Or, "on ne peut pas se satisfaire", dit-il, de l'objectif de 30.000 nouveaux logements dans 20 territoires prédéfinis mentionné par le Premier ministre Gabriel Attal lors de son discours de politique générale.
Le nombre de permis de construire délivrés en 2023 a chuté de 23,7% à 373.100, alors que selon plusieurs fédérations professionnelles, il en faudrait plutôt autour de 500.000 par an pour résorber les besoins.
Gabriel Attal avait aussi suscité des craintes des défenseurs du logement social, en suggérant d'assouplir la loi SRU qui oblige les communes à respecter des quotas de logements sociaux.
"Je l'appelle clairement à renoncer à réformer la loi SRU qui serait une catastrophe pour l'égalité républicaine", a déclaré à l'AFP Emmanuelle Cosse, présidente de l'Union sociale pour l'habitat, confédération des bailleurs sociaux.
"Ce que j'attends, c'est de savoir comment notre ministre va nous aider à faire face à la crise du logement et à produire plus de logements sociaux", a-t-elle ajouté.
[1] Enquête réalisée par VIAVOICE auprès d’un échantillon représentatif de la population française de 1.005 personnes de plus de 18 ans. Interviews réalisées du 5 au 8 janvier 2024.
Pour l'Alliance pour le logement, "il faut un plan d’action immédiat!"
Les partenaires de L’Alliance pour le logement – la FFB, l’USH, la FNAIM, la FPI, Pôle Habitat FFB, PROCIVIS, l’UNIS, l’UNNE, l’UNSFA et l’UNTEC – félicitent Guillaume KASBARIAN pour sa nomination en tant que ministre délégué en charge du Logement.

————

CONSIGNE A: Citez mot pour mot le passage de l'extrait sur le logement qui s'ouvre sur les mots "Les partenaires de" et se termine par "charge du Logement.".

Entrées d'une collection d'étiquetage:

————

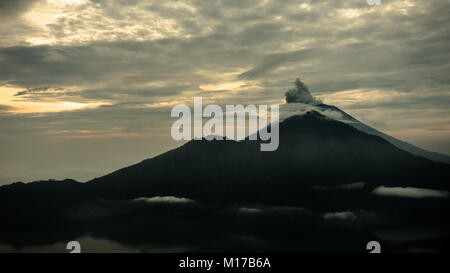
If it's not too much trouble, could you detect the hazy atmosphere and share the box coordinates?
[0,0,450,184]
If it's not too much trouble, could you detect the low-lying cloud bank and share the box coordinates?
[372,186,450,198]
[133,196,195,203]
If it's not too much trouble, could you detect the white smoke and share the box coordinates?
[284,78,322,105]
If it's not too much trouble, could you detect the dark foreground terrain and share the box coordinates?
[0,112,450,252]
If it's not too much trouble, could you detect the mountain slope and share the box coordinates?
[82,111,449,204]
[281,103,450,164]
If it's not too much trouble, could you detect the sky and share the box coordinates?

————

CONSIGNE B: Reproduisez à l'identique l'ensemble des entrées ci-dessus, en laissant les images de côté.

RÉPONSE ATTENDUE A:
Les partenaires de L’Alliance pour le logement – la FFB, l’USH, la FNAIM, la FPI, Pôle Habitat FFB, PROCIVIS, l’UNIS, l’UNNE, l’UNSFA et l’UNTEC – félicitent Guillaume KASBARIAN pour sa nomination en tant que ministre délégué en charge du Logement.

RÉPONSE ATTENDUE B:
If it's not too much trouble, could you detect the hazy atmosphere and share the box coordinates?
[0,0,450,184]
If it's not too much trouble, could you detect the low-lying cloud bank and share the box coordinates?
[372,186,450,198]
[133,196,195,203]
If it's not too much trouble, could you detect the white smoke and share the box coordinates?
[284,78,322,105]
If it's not too much trouble, could you detect the dark foreground terrain and share the box coordinates?
[0,112,450,252]
If it's not too much trouble, could you detect the mountain slope and share the box coordinates?
[82,111,449,204]
[281,103,450,164]
If it's not too much trouble, could you detect the sky and share the box coordinates?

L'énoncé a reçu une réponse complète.